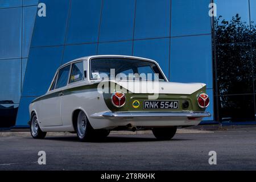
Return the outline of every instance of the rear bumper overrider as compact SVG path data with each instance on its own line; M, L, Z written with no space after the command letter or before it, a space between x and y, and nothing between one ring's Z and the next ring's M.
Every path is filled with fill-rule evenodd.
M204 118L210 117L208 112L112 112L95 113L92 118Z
--
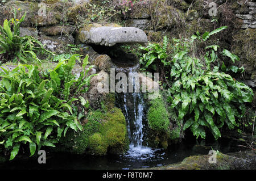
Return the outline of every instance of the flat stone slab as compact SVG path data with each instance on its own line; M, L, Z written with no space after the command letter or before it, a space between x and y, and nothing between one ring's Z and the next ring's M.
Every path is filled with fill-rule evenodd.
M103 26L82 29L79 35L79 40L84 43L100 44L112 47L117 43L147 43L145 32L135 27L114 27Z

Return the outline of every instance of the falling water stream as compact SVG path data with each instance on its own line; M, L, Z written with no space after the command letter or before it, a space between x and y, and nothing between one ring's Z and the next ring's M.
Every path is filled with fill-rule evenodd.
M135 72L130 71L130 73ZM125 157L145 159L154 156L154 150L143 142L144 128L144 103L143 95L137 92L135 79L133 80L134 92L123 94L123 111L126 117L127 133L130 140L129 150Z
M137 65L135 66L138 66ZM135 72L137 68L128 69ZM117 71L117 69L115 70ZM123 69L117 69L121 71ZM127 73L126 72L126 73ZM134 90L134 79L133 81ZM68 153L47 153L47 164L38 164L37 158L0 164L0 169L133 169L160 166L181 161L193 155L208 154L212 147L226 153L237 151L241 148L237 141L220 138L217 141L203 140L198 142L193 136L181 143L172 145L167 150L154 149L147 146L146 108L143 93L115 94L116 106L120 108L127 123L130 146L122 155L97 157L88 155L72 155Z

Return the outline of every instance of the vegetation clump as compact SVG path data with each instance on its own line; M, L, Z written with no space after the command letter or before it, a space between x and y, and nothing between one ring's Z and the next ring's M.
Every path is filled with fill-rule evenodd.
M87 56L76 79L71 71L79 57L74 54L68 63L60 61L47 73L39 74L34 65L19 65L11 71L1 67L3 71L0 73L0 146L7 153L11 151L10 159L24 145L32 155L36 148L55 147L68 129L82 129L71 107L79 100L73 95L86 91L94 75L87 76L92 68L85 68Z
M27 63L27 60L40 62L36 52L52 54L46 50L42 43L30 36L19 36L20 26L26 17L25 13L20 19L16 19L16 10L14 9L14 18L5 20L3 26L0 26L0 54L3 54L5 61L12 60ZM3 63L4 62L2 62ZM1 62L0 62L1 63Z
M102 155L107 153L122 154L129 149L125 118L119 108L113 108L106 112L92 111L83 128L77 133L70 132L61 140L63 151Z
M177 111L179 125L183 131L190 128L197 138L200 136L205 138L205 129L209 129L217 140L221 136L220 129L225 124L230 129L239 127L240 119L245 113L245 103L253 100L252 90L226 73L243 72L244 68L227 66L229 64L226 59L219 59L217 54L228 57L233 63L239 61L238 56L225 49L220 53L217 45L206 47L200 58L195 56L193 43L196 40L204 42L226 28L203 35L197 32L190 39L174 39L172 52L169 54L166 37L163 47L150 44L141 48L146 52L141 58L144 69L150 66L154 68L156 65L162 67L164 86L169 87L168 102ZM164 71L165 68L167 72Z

__SET PROBLEM__
Could you convert the lines running from the one containing "Return the outline of every instance of the flat" through the one containing "M103 26L82 29L79", both included, into a Markdown table with the columns Row and Line, leaving out any blank lines?

__RESULT OF THE EXERCISE__
| Row | Line |
|---|---|
| 1 | Return the outline of every instance of the flat stone slab as compact SVG path data with each instance on its own line; M, L, Z written with no space after the command letter or before it, a space between x and y, and nothing between one ring's Z and the next ring's M. |
| 2 | Every path is filled with fill-rule evenodd. |
| 3 | M103 26L82 29L79 35L79 40L84 43L100 44L112 47L117 43L147 43L145 32L135 27L114 27Z |